**Work to be completed:**
Copy each line of the following data that contains "wall".

**Entries provided:**
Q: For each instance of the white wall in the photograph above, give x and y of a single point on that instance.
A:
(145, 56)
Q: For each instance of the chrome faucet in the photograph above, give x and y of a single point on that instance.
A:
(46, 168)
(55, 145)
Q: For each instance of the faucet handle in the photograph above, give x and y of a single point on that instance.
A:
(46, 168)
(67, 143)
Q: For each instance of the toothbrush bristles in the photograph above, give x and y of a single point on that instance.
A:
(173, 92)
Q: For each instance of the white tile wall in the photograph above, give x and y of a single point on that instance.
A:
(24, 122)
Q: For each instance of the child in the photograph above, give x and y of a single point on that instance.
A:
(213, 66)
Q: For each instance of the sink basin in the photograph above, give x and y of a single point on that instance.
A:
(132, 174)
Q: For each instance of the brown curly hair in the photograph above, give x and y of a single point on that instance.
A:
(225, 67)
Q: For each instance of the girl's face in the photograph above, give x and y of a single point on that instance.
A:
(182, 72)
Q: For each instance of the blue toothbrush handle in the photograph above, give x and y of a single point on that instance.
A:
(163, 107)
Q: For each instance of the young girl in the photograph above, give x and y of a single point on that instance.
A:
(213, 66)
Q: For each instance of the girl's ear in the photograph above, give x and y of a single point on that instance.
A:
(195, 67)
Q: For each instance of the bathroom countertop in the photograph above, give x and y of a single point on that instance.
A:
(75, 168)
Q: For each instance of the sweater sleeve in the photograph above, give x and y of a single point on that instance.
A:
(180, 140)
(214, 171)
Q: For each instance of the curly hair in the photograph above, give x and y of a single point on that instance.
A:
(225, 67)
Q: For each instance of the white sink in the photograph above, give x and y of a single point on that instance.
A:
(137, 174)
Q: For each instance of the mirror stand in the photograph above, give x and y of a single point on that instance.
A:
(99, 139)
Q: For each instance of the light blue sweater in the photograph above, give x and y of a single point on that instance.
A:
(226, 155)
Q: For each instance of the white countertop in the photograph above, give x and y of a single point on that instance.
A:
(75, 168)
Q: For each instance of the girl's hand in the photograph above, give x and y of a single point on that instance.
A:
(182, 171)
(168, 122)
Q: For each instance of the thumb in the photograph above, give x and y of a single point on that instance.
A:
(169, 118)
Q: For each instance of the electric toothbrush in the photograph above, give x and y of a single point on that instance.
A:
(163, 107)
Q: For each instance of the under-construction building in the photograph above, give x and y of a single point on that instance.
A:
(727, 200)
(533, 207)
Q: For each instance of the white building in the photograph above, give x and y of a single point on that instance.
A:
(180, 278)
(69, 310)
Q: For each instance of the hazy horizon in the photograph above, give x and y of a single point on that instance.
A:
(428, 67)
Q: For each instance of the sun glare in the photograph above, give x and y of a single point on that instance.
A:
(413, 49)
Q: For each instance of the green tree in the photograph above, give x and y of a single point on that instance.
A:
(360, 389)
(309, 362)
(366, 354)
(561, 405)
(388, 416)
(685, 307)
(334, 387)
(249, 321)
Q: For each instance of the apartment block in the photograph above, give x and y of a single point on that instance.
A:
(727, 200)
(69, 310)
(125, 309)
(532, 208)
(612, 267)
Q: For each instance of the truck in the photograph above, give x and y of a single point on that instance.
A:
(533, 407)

**Solution to this problem:**
Q: For each instance of the white wall in the photograph above, give x and y of a single point on that instance.
Q: For each instance of the white tile wall in the photograph above, give x and y of a single point on that instance.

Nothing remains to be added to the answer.